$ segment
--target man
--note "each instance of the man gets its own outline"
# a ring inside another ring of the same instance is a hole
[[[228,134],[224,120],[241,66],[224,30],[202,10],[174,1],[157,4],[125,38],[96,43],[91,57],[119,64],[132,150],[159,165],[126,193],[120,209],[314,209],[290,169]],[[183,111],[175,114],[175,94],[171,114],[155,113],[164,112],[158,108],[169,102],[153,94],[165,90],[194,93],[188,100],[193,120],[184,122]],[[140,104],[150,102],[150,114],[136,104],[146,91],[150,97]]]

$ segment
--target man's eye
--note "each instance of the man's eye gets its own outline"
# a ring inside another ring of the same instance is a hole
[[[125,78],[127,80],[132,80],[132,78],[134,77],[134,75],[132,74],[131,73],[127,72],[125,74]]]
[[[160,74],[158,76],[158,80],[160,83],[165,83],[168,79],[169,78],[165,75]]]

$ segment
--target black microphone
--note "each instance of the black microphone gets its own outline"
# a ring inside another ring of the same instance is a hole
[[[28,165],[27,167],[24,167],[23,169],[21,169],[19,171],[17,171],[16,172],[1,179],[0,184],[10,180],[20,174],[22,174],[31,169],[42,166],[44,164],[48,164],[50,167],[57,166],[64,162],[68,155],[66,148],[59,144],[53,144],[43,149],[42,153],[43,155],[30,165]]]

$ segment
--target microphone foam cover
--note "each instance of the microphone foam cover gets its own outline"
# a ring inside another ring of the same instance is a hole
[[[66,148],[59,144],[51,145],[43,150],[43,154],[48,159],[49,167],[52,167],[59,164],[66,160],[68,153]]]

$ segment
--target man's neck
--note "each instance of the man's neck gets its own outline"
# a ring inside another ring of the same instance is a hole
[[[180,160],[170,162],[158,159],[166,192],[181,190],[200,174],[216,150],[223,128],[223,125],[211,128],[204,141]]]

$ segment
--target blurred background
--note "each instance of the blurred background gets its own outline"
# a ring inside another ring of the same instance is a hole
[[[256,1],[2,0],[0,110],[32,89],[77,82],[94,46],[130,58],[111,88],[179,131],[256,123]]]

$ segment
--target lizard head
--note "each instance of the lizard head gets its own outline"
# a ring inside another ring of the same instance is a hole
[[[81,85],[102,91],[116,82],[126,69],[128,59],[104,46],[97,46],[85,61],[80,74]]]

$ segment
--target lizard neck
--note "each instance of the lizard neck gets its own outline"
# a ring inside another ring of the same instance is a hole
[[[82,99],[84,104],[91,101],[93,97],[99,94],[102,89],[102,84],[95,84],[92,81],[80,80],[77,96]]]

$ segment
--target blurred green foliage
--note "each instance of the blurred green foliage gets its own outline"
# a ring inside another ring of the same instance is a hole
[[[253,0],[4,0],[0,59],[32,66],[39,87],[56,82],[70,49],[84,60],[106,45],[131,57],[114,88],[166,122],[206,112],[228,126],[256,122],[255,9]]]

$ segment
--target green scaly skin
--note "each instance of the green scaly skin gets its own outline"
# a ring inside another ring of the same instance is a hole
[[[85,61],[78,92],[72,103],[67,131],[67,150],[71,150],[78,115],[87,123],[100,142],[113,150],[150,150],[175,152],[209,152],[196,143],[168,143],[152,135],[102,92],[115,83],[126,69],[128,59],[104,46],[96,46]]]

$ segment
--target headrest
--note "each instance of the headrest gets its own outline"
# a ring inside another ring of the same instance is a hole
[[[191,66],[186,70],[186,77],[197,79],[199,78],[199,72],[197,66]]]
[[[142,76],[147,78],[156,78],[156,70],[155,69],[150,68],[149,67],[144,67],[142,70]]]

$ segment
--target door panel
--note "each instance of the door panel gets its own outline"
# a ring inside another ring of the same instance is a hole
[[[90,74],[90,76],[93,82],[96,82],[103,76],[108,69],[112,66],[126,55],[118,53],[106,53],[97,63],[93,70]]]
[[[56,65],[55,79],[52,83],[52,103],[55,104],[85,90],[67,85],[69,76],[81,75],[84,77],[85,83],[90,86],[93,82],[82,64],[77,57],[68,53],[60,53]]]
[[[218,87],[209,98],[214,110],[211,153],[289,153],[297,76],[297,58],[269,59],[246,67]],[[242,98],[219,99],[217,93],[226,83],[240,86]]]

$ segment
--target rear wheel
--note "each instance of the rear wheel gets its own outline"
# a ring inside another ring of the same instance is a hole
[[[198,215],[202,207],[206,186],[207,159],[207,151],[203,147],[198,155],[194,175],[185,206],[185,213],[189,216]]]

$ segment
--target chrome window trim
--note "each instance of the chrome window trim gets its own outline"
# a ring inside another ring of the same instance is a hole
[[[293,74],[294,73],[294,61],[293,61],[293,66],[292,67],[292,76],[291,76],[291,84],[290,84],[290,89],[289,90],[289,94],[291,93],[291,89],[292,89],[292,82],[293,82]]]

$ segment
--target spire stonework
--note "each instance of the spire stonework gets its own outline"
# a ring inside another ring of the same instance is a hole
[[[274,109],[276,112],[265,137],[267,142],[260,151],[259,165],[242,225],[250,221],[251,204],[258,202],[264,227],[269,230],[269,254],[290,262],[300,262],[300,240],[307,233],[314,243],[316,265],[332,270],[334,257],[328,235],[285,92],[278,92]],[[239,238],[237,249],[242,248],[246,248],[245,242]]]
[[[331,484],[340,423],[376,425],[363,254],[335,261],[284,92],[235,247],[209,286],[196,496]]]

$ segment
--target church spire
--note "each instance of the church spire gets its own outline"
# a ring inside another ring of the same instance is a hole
○ ○ ○
■ Task requirements
Locate each line in the rows above that contains the string "panel", and copy those lines in full.

■ Answer in full
--target door panel
--note "each instance of the door panel gets its own outline"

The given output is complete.